Set problem:
Which lines of the data contain the word "white"? Extract each one in full, treating uppercase and lowercase as different.

## Begin Exercise inputs

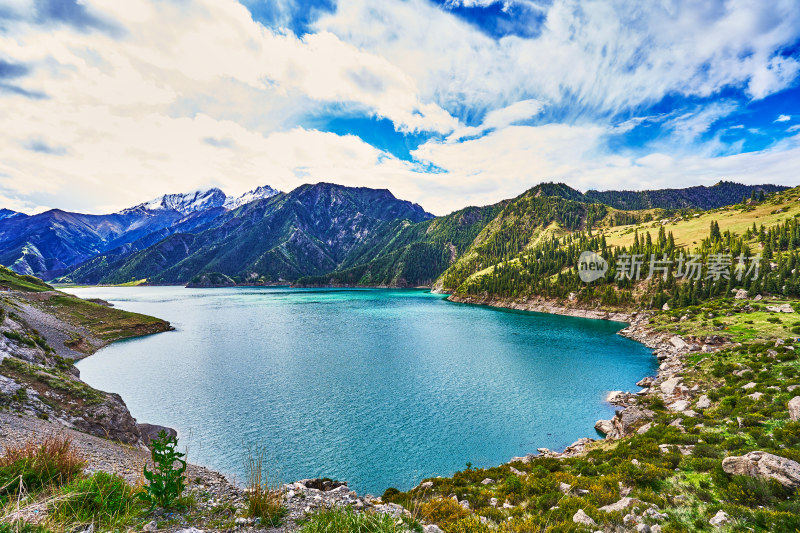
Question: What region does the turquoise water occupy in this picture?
[70,287,656,494]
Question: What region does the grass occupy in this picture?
[0,265,53,292]
[39,293,169,342]
[300,507,422,533]
[49,472,144,529]
[245,442,287,527]
[604,188,800,246]
[0,437,85,504]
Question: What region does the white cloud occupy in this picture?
[447,100,544,142]
[0,0,800,214]
[317,0,800,111]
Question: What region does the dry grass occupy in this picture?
[245,447,286,527]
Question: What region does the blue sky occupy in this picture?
[0,0,800,214]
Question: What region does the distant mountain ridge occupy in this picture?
[0,182,786,286]
[0,186,279,279]
[534,181,789,211]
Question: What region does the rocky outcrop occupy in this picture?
[72,393,142,444]
[136,424,178,446]
[722,451,800,489]
[787,396,800,422]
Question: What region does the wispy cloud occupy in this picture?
[0,0,800,214]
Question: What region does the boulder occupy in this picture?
[594,420,614,435]
[72,393,141,444]
[636,376,655,387]
[695,394,711,411]
[136,424,178,446]
[788,396,800,422]
[572,509,597,526]
[659,377,683,396]
[598,498,642,513]
[722,451,800,489]
[708,511,731,528]
[667,400,689,411]
[669,335,689,350]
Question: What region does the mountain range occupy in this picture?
[0,187,278,279]
[0,182,785,286]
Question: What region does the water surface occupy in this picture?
[69,287,656,494]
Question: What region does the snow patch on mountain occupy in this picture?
[222,185,280,209]
[121,187,227,215]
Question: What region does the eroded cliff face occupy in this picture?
[0,293,142,445]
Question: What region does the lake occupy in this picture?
[68,287,657,495]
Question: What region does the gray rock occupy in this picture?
[767,304,794,313]
[594,420,614,435]
[667,400,689,411]
[572,509,597,526]
[659,377,683,396]
[598,498,641,513]
[669,335,689,350]
[722,451,800,488]
[787,396,800,421]
[136,424,178,446]
[708,511,731,528]
[695,394,711,410]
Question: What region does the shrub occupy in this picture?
[141,431,186,508]
[51,472,141,527]
[0,437,85,503]
[442,515,489,533]
[420,498,469,528]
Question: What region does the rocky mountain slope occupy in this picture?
[57,183,433,284]
[0,267,170,444]
[0,186,278,279]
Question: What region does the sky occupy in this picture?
[0,0,800,215]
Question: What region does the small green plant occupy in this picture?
[300,507,412,533]
[140,431,186,508]
[51,472,142,527]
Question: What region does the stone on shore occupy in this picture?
[722,451,800,489]
[598,497,641,513]
[708,511,731,528]
[572,509,597,526]
[694,394,711,411]
[788,396,800,422]
[659,377,683,396]
[594,420,614,435]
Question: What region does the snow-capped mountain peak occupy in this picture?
[223,185,280,209]
[122,187,227,215]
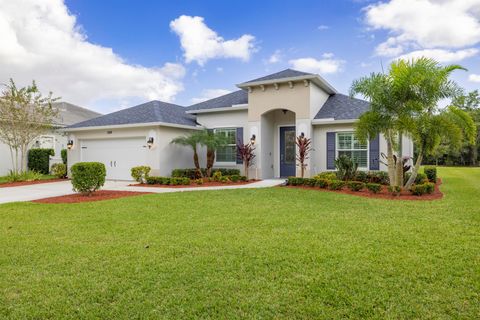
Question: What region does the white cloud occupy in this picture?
[267,50,282,64]
[289,53,345,74]
[191,89,232,104]
[170,15,255,65]
[0,0,185,111]
[365,0,480,57]
[468,73,480,82]
[398,48,478,63]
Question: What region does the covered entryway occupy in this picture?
[80,137,148,180]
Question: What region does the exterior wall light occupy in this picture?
[250,134,257,144]
[147,137,153,149]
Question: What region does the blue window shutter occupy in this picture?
[236,127,243,164]
[327,132,336,170]
[369,135,380,170]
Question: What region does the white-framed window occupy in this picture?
[215,128,237,163]
[336,132,368,169]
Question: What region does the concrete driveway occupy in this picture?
[0,179,285,203]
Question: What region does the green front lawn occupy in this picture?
[0,168,480,319]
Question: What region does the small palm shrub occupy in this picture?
[51,163,67,179]
[328,180,345,190]
[71,162,107,195]
[335,155,358,181]
[315,178,330,189]
[365,183,382,194]
[388,186,402,196]
[130,166,151,183]
[347,181,365,191]
[423,166,437,183]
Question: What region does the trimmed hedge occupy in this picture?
[70,162,107,195]
[28,148,55,174]
[347,181,365,191]
[172,168,240,180]
[365,183,382,193]
[423,166,437,183]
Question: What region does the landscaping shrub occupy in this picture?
[6,170,42,182]
[328,180,345,190]
[303,178,317,187]
[60,149,67,164]
[347,181,365,191]
[172,168,240,180]
[28,148,55,174]
[388,186,402,196]
[365,183,382,193]
[51,163,67,178]
[71,162,107,195]
[410,183,427,196]
[423,166,437,183]
[313,171,337,180]
[131,166,151,183]
[315,178,330,189]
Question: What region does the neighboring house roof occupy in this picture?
[315,93,370,120]
[52,102,102,127]
[186,90,248,111]
[68,100,197,128]
[245,69,314,83]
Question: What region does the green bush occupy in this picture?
[172,168,240,180]
[388,186,402,196]
[130,166,151,183]
[51,163,67,178]
[328,180,345,190]
[423,166,437,183]
[212,170,223,182]
[347,181,365,191]
[315,178,330,189]
[366,183,382,193]
[313,171,337,180]
[60,149,67,165]
[70,162,107,195]
[6,170,43,182]
[28,148,55,174]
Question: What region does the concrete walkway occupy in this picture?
[0,179,285,203]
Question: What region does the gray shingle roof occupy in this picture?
[245,69,314,83]
[315,93,370,120]
[187,90,248,111]
[69,100,197,128]
[52,102,102,127]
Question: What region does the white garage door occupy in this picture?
[81,137,147,180]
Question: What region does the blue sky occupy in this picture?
[0,0,480,112]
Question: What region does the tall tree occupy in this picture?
[170,131,205,178]
[0,79,58,172]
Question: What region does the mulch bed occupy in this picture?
[0,179,68,188]
[129,180,260,189]
[281,179,443,201]
[32,190,151,203]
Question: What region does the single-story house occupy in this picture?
[0,102,101,176]
[65,69,413,180]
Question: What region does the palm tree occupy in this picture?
[170,131,205,178]
[200,129,227,177]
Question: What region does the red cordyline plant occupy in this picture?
[295,133,313,178]
[237,141,255,179]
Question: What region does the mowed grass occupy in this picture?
[0,168,480,319]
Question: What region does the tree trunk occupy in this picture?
[206,148,215,177]
[193,148,203,178]
[385,135,395,186]
[405,149,423,189]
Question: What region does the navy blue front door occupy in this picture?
[280,127,296,177]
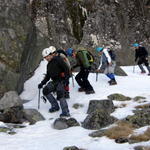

## End Exercise inputs

Answer to this exercise:
Question: What region does the white cloud occupy in this picture?
Question: What region does the white cloud occupy in this picture?
Question: What region does the white-framed window occupy in this picture?
Question: What region does the white garage door occupy in this picture?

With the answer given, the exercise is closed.